**RECORDS:**
━━━━━━━━━━
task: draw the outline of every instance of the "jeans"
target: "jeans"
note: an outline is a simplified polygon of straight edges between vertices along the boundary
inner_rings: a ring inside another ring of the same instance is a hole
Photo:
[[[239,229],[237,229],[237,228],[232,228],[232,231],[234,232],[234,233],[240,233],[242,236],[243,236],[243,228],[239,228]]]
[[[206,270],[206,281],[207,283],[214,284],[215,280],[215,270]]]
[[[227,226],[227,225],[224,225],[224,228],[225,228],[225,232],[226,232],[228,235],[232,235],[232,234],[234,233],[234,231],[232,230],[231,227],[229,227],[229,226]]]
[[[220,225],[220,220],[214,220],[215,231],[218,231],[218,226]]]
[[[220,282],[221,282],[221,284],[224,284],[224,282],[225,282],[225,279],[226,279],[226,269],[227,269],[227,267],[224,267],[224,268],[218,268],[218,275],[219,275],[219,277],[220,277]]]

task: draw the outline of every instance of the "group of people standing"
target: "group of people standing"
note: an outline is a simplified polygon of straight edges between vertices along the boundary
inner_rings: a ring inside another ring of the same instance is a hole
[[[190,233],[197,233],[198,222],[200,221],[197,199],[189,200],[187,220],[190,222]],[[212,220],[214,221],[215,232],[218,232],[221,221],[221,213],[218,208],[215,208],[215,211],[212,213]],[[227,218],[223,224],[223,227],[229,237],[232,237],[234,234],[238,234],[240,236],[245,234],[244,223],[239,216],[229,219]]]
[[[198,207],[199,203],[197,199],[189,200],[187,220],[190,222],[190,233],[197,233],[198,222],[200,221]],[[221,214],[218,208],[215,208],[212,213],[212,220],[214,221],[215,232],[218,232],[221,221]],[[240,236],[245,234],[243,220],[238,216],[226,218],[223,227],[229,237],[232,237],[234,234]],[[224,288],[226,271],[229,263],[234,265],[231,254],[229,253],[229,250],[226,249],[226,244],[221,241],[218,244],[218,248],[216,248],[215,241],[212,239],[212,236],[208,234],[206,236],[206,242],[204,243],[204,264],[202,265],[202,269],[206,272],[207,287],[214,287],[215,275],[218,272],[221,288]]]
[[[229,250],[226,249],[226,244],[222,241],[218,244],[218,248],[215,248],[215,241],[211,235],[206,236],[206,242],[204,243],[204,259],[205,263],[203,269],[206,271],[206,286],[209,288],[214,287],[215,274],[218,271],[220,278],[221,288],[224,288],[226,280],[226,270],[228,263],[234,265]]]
━━━━━━━━━━
**TASK OBJECTIVE:** Output the records above in their entirety, exactly.

**EXPECTED ANSWER:**
task: draw the outline of every instance of the "jeans"
target: "jeans"
note: an outline is a simplified polygon of straight edges between vertices along the boundary
inner_rings: a ring inside another ring of the same instance is a hole
Photo:
[[[239,229],[237,229],[237,228],[232,228],[232,231],[234,232],[234,233],[240,233],[242,236],[243,236],[243,228],[239,228]]]
[[[206,270],[206,281],[207,283],[214,284],[215,280],[215,270]]]
[[[227,226],[227,225],[224,225],[224,228],[225,228],[225,232],[226,232],[228,235],[232,235],[232,234],[234,233],[234,231],[232,230],[231,227],[229,227],[229,226]]]
[[[220,225],[220,220],[214,220],[215,231],[218,231],[218,226]]]
[[[220,282],[221,282],[221,284],[224,284],[224,282],[225,282],[225,279],[226,279],[226,269],[227,269],[227,267],[224,267],[224,268],[218,268],[218,275],[219,275],[219,277],[220,277]]]

task: draw the outline of every instance of the "group of people standing"
target: "group of people standing"
note: an outline is a simplified polygon of straight edges between vertices along the boundary
inner_rings: a ring inside another ring of the same instance is a hole
[[[190,233],[197,233],[198,222],[200,221],[197,199],[189,200],[187,220],[190,222]],[[212,220],[214,221],[215,232],[218,232],[221,221],[221,213],[218,208],[215,208],[215,211],[212,213]],[[227,218],[223,224],[223,227],[229,237],[232,237],[234,234],[238,234],[240,236],[245,234],[244,223],[239,216],[229,219]]]
[[[198,207],[199,203],[197,199],[189,200],[187,220],[190,222],[190,233],[197,233],[198,222],[200,221]],[[221,214],[218,208],[215,208],[212,213],[212,220],[214,221],[215,232],[218,232],[221,221]],[[240,236],[245,234],[243,220],[238,216],[226,218],[223,227],[229,237],[232,237],[234,234]],[[224,288],[226,271],[229,263],[234,265],[231,254],[229,253],[229,250],[226,249],[226,244],[221,241],[218,244],[218,248],[216,248],[215,241],[212,239],[212,236],[208,234],[206,236],[206,242],[204,243],[204,264],[202,265],[202,269],[206,272],[207,287],[214,287],[215,275],[218,272],[221,288]]]
[[[229,250],[226,249],[226,244],[222,241],[218,244],[218,248],[215,248],[215,241],[211,235],[206,236],[206,242],[204,243],[204,259],[205,263],[203,269],[206,271],[206,286],[209,288],[214,287],[215,274],[218,271],[220,278],[221,288],[224,288],[226,280],[226,270],[228,263],[234,265]]]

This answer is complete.